== Text block ==
At the 2018 American Society of Hematology (ASH) Annual Meeting in San Diego, Dr. Howard Levy, Chief Medical Officer of Catalyst Biosciences discusses hemophilia and his company’s poster at the meeting: Updated Positive Interim Data from Its Phase 2/3 Study of Marzeptacog Alfa (Activated) in Individuals with Hemophilia A or B with Inhibitors.
Hemophilia is a bleeding disorder that slows the blood clotting process. People with this disorder experience prolonged bleeding following an injury, surgery, or having a tooth pulled. In severe cases, heavy bleeding occurs after minor trauma or in the absence of injury. Serious complications can result from bleeding into the joints, muscles, brain, or other internal organs. The major types of this disorder are hemophilia A and hemophilia B. Although the two types have very similar signs and symptoms, they are caused by mutations in different genes. People with an unusual form of hemophilia B, known as hemophilia B Leyden, experience episodes of excessive bleeding in childhood, but have few bleeding problems after puberty. Another form of the disorder, acquired hemophilia, is not caused by inherited gene mutations.
===
== Input data ==
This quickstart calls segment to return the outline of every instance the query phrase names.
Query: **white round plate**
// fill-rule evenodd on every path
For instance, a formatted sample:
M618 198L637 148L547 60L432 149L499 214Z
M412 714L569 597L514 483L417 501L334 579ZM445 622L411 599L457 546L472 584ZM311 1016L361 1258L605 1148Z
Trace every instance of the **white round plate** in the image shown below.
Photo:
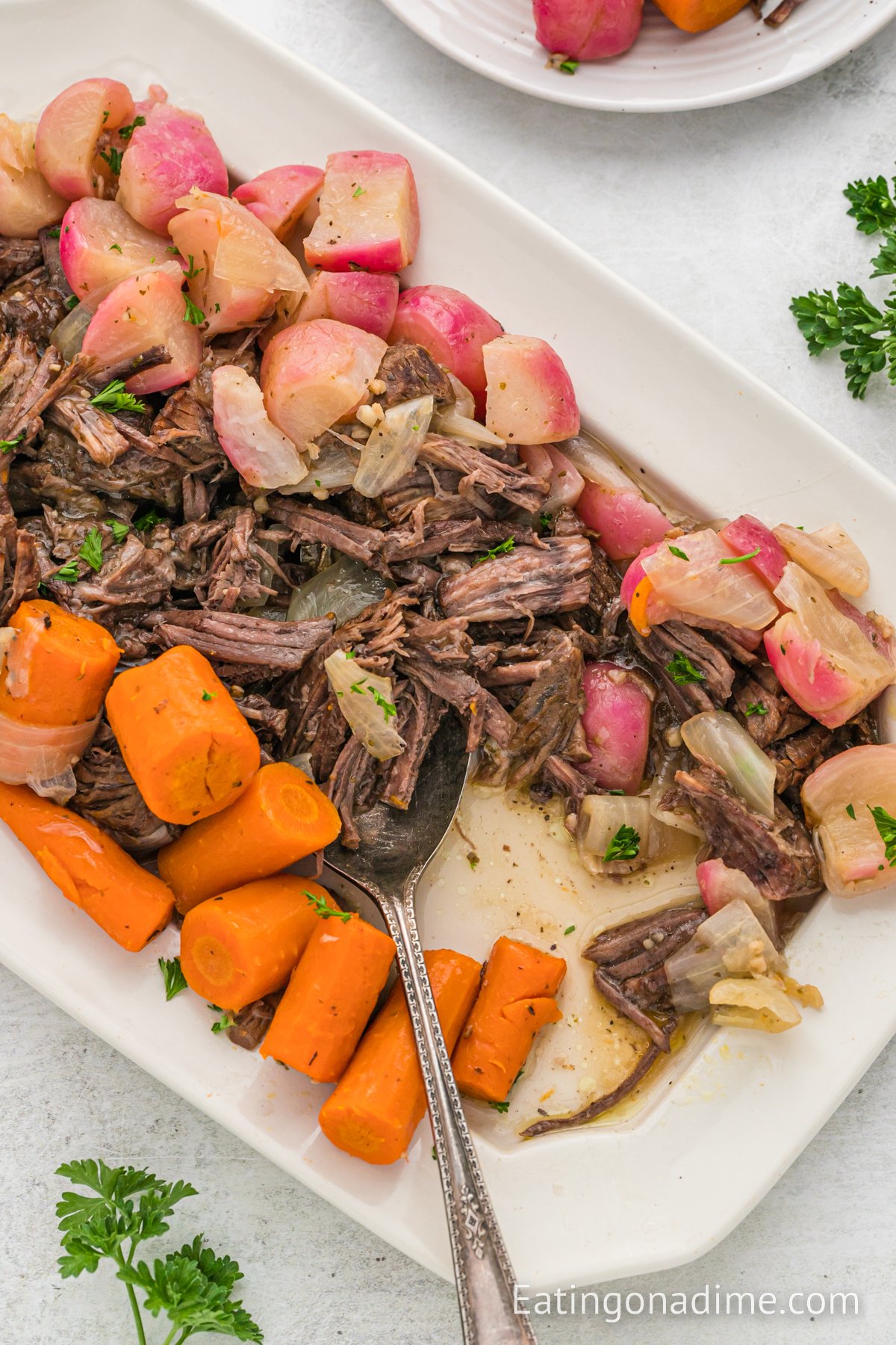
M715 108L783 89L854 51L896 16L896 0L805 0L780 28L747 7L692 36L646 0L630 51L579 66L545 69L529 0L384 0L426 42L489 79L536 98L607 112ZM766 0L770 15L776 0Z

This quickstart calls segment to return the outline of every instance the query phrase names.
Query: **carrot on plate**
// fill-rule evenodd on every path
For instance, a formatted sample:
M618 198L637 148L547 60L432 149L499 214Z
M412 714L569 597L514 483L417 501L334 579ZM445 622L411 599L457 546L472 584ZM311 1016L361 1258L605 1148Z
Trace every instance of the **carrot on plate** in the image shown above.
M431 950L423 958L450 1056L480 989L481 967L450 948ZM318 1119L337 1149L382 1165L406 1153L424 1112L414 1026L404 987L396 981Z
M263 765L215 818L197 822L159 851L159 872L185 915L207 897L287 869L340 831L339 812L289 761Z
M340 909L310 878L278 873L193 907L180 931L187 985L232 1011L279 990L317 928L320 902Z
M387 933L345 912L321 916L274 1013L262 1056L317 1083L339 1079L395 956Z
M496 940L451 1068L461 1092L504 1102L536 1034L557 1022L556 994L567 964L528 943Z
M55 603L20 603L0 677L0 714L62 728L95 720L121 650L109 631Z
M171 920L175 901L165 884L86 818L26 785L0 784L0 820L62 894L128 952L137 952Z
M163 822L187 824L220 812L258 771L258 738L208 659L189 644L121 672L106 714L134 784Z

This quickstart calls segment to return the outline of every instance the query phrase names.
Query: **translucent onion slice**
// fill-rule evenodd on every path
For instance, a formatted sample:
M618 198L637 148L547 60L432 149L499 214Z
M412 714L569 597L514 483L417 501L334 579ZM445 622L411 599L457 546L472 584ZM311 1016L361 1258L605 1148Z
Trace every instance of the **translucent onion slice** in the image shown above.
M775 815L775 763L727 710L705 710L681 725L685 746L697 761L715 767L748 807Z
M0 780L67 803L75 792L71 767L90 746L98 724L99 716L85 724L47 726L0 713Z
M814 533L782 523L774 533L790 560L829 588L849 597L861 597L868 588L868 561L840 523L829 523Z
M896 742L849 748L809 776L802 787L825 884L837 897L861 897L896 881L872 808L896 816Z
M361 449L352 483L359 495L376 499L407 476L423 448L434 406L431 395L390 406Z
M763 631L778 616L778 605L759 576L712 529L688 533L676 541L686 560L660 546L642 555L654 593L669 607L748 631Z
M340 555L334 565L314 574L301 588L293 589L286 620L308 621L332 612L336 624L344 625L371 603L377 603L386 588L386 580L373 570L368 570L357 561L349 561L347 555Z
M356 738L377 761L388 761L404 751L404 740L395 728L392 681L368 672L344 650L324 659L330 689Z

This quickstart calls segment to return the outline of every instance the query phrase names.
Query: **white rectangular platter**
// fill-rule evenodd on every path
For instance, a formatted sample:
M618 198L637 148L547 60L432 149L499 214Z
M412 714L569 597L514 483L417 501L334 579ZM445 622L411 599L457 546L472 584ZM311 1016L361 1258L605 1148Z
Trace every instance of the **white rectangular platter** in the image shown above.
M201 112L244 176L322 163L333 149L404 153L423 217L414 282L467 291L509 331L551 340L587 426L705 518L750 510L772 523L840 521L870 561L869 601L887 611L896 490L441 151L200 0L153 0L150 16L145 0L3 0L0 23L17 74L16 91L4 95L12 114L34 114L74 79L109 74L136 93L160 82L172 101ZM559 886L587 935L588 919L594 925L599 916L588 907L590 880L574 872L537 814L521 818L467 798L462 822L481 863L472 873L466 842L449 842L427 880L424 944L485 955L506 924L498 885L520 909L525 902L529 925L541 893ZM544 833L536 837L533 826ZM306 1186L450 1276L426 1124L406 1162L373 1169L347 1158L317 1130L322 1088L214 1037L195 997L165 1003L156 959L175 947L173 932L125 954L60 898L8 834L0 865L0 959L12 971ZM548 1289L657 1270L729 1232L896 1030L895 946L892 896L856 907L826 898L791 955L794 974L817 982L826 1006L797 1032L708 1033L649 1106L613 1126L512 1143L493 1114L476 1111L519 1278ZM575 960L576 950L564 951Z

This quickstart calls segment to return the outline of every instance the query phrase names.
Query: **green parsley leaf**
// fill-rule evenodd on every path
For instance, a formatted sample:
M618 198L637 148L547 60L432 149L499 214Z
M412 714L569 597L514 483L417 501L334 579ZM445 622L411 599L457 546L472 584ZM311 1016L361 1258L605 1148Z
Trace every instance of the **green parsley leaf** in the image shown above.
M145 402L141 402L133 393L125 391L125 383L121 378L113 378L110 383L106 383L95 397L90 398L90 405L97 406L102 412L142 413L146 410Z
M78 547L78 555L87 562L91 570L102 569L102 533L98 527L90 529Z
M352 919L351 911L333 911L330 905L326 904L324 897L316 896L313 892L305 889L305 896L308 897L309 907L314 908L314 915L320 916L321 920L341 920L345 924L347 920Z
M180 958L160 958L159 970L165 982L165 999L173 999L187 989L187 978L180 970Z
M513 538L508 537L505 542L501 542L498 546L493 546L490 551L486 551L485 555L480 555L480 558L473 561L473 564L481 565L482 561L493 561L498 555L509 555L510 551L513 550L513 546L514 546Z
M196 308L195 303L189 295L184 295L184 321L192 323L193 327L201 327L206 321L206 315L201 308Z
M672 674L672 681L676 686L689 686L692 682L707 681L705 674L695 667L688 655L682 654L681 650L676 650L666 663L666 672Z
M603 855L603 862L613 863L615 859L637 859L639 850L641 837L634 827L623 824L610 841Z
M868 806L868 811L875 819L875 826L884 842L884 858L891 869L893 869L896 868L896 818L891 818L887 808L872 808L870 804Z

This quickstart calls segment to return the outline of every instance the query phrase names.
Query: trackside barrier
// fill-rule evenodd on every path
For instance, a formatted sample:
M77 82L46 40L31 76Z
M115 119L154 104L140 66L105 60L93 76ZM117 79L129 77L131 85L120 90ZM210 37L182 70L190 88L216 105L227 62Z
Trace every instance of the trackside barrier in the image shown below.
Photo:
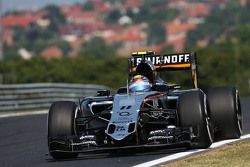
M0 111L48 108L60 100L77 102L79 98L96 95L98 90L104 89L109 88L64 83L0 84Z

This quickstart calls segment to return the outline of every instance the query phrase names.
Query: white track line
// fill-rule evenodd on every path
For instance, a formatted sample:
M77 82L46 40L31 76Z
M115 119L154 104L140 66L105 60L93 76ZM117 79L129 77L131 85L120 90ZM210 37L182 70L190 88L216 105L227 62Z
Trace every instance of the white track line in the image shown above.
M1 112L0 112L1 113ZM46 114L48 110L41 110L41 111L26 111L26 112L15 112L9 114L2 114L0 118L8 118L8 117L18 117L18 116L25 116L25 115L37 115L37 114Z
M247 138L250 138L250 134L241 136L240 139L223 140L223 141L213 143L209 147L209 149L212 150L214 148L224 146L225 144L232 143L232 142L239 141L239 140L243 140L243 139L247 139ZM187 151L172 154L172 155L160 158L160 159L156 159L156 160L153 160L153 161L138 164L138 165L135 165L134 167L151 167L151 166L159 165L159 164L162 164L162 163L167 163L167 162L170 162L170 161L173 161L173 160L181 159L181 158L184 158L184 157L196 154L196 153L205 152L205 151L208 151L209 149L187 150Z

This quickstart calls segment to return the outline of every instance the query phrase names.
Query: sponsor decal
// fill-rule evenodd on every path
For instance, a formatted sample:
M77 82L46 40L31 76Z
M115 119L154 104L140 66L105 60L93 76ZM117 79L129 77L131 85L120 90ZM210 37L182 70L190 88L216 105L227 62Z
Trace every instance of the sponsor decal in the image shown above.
===
What you need to do >>
1 > Using the hemophilia passage, explain why hemophilia A and hemophilia B count as separate types even though their signs and symptoms are very similar. Answer in one to three sentences.
2 > Please carry on the hemophilia passage after its final sentence.
The items come from a different source than the hemophilia passage.

Answers to the tasks >>
1 > Hemophilia A and hemophilia B are caused by mutations in different genes. Their signs and symptoms are very similar, but their genetic causes differ.

2 >
Catalyst Biosciences, Inc. (NASDAQ: CBIO), a clinical-stage biopharmaceutical company focused on developing novel medicines to address hematology indications, today announced additional positive interim data from its Phase 2/3 study of subcutaneous prophylactic Factor VIIa (FVIIa) variant marzeptacog alfa (activated) (MarzAA), currently being developed for the treatment of hemophilia A or B with inhibitors. The data were presented in a poster at the 60THAmerican Society of Hematology (ASH) Annual Meeting & Exposition on December 1, 2018 in San Diego.
“These results support the efficacy of MarzAA as a subcutaneous prophylactic treatment option for individuals with hemophilia A or B with inhibitors,” said Nassim Usman, Ph.D., chief executive officer of Catalyst. “We observed that bleeding in individuals with high annualized bleed rates is significantly reduced or eliminated during MarzAA treatment. With these new data from two additional individuals who have successfully completed the trial, we are optimistic about the potential for MarzAA treatment to achieve extremely low annualized spontaneous bleed rates with individualized, subcutaneous daily dosing.”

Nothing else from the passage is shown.